Please repeat the part of the Stack Overflow passage below that runs between "I stopped answering" and "questions to answer.", inclusive, without changing a word.

Source passage:
************

It wasn't always like this. What happened?
We've Run Out of "Good" Questions!
I stopped answering questions on Stack Overflow a couple of years ago for two reasons, the most pressing being that there weren't any questions to answer.
That may sound absurd, when thousands of new questions are posted every single day, but most of them fall into one of three categories in the eyes of the core community:
If anything even remotely similar has ever been asked, the question is quickly downvoted and closed as a "duplicate". Unfortunately, quite a number of "dupe-flagged" questions are false positives, but there are seldom second chances at Stack Overflow.
Even if a question manages to escape the dupe hammers, if it deals with anything that isn't puzzling to an expert, it's fairly likely to get dumped on, a la "how dare you ask why you can't cast a string to a double, you snivelling plebeian." Oh sure, the new community rules have reduced this sort of talk in the comments, or at least driven it to be more passive-aggressive in nature, but it hasn't prevented harassment downvoting.

************

Records supplied:

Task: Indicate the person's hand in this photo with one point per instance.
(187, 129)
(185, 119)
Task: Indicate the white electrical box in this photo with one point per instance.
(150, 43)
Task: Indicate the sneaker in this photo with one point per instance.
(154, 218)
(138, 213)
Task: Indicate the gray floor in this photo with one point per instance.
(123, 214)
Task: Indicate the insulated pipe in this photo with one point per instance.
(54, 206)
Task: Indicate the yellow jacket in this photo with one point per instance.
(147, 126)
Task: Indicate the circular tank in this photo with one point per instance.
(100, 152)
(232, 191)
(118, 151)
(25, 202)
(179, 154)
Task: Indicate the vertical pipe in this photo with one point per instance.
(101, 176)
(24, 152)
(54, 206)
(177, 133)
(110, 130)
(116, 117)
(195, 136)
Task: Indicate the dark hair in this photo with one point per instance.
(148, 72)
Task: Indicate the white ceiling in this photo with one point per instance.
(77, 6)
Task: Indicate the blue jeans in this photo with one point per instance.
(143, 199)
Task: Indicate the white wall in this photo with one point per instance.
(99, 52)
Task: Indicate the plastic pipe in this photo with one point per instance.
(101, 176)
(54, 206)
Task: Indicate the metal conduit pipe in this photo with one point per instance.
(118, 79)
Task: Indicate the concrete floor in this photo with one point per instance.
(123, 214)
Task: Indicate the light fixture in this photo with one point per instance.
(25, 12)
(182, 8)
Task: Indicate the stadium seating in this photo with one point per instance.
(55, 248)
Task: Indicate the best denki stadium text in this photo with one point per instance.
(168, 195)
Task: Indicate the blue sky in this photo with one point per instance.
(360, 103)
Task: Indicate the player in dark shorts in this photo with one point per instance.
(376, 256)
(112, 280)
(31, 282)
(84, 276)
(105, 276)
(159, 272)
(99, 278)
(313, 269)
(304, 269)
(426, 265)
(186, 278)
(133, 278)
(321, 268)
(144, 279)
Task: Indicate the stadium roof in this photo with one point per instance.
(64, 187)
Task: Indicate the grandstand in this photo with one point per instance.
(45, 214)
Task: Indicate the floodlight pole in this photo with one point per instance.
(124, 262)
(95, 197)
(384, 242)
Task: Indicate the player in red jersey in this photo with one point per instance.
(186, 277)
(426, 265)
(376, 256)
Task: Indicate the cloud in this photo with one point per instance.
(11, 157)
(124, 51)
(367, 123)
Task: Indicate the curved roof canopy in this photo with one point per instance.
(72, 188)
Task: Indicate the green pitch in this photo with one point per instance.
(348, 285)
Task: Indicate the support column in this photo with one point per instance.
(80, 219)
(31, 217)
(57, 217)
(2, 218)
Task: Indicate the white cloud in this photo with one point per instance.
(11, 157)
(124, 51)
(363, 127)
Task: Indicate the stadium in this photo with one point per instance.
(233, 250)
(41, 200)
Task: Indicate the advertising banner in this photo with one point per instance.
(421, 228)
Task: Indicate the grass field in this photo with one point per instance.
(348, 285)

************

Written solution:
I stopped answering questions on Stack Overflow a couple of years ago for two reasons, the most pressing being that there weren't any questions to answer.